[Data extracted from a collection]
====

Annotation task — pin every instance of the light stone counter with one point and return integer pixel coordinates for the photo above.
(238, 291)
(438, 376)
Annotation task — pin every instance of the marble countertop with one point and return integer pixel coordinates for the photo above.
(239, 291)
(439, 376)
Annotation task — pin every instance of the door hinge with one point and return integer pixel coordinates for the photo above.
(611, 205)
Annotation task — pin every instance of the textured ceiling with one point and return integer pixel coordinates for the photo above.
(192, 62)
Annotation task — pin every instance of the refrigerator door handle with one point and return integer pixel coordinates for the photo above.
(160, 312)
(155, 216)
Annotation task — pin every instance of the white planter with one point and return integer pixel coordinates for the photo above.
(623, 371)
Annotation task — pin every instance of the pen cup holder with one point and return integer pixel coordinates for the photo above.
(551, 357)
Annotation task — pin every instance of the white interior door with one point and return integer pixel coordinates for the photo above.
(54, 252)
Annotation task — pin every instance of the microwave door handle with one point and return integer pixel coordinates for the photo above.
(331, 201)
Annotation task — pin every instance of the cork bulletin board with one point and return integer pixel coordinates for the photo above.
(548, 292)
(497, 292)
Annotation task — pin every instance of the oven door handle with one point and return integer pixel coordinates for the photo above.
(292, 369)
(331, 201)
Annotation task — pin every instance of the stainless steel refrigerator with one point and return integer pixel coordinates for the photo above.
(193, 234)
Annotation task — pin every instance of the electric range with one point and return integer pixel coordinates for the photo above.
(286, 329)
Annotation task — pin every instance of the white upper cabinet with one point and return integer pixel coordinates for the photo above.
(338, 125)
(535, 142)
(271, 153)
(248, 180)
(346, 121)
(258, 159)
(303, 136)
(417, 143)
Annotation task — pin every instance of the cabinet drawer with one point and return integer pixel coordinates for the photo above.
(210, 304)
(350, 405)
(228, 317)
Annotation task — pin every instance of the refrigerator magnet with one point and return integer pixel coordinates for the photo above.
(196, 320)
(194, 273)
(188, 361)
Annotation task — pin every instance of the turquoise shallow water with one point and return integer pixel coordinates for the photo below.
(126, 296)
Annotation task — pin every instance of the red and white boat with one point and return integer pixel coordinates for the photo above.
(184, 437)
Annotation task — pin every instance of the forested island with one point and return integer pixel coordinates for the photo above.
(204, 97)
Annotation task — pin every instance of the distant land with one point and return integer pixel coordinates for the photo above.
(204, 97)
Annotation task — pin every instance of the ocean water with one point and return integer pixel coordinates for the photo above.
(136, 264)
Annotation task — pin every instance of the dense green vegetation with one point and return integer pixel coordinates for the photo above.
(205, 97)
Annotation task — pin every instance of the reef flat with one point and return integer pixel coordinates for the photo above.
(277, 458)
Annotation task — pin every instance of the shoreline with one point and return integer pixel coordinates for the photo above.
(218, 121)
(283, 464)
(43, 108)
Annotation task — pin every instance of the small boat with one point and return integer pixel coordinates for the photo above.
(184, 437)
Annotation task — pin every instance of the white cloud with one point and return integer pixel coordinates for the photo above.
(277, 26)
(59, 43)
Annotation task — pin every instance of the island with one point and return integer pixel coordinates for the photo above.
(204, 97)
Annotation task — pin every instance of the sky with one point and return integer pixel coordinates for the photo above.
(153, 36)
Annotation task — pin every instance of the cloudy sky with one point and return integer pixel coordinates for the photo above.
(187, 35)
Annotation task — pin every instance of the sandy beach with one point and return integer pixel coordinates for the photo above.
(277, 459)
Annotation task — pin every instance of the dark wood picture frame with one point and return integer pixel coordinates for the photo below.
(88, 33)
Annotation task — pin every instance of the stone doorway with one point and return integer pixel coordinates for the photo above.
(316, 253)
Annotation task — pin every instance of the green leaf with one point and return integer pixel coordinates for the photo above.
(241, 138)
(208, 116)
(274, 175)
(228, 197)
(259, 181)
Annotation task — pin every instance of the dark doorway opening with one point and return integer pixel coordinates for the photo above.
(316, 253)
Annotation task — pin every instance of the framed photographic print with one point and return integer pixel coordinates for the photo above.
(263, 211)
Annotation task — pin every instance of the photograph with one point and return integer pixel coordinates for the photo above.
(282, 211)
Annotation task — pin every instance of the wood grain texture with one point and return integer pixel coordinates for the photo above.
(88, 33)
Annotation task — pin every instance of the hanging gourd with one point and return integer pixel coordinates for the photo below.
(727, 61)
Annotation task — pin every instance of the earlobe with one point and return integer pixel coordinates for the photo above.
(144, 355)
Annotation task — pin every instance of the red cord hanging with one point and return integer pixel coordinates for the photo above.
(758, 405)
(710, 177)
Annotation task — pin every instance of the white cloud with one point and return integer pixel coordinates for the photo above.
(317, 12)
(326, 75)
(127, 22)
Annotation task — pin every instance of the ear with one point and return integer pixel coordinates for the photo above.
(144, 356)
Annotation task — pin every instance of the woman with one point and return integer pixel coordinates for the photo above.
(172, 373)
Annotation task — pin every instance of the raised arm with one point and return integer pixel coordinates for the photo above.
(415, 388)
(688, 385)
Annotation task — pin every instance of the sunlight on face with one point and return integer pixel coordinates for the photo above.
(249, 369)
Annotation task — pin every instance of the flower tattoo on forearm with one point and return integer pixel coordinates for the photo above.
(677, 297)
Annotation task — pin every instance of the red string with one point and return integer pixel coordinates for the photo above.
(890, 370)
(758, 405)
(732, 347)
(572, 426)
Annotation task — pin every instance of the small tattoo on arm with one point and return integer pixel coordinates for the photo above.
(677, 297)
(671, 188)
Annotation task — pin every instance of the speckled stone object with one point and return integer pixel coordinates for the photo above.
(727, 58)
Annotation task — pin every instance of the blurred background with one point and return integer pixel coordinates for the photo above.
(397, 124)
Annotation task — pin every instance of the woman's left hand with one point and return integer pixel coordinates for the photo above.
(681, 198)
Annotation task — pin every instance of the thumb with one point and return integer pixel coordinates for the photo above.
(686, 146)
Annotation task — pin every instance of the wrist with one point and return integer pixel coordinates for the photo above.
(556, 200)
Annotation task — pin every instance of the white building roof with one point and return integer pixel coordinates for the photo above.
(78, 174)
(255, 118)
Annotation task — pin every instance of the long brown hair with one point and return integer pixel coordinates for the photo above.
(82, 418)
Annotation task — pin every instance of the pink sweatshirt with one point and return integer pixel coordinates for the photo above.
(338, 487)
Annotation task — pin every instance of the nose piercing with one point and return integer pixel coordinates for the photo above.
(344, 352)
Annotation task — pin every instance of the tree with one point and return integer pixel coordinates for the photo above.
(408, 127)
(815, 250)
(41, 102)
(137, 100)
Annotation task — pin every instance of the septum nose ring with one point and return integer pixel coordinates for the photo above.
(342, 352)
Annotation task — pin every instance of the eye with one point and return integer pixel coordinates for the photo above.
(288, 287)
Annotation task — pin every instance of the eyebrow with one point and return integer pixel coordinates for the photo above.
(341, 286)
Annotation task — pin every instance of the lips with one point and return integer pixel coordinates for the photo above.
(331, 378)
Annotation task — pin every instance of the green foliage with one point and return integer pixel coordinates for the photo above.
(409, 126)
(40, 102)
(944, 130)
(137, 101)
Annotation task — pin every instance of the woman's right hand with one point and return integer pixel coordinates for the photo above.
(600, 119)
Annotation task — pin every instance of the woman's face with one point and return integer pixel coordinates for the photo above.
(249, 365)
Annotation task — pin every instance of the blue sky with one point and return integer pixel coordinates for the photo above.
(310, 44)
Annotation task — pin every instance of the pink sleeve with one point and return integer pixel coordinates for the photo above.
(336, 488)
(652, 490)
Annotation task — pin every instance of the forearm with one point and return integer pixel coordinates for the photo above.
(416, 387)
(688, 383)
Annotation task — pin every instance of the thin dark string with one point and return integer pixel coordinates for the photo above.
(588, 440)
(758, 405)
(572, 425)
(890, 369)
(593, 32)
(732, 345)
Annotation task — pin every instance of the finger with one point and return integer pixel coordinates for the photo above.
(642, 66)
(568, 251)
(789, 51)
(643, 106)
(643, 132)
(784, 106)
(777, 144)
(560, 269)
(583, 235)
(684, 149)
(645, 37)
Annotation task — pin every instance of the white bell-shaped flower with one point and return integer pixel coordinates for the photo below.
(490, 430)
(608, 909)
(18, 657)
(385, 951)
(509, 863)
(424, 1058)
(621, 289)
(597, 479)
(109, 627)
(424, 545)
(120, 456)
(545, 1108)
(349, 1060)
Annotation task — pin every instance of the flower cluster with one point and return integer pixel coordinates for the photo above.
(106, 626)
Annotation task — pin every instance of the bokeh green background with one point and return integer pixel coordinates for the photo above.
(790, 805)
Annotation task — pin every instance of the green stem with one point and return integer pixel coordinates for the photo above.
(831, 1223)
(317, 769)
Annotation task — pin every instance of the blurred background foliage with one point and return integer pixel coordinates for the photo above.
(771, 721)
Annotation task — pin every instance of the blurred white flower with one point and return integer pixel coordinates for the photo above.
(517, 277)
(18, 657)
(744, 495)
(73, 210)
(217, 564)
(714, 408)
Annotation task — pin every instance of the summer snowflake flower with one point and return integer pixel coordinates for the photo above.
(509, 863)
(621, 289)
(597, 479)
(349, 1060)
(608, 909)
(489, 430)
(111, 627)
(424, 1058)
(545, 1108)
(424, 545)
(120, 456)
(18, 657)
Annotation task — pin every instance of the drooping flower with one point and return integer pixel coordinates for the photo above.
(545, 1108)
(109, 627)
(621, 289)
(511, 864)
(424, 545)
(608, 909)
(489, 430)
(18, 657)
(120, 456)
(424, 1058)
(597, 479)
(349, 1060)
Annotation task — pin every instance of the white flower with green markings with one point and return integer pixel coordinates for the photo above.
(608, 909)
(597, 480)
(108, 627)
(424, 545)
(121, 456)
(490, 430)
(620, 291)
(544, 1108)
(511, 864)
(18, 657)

====

* [TASK OBJECTIVE]: Return the lines from the line containing "Annotation task — pin every instance of the drooping" to the end of the entries above, exactly as they appear and with no other output.

* [RESPONSE]:
Annotation task — pin every instance of the drooping flower with one point and return integer pixel coordinates for the photo above.
(545, 1108)
(109, 627)
(621, 289)
(511, 864)
(424, 545)
(608, 909)
(489, 430)
(18, 657)
(120, 456)
(424, 1058)
(597, 479)
(349, 1060)
Annotation task — pin every instance of the white flower with green markings with one point and return integer pixel coordinates for the photo above.
(608, 909)
(597, 480)
(108, 627)
(424, 545)
(121, 456)
(490, 430)
(620, 291)
(544, 1108)
(511, 864)
(18, 657)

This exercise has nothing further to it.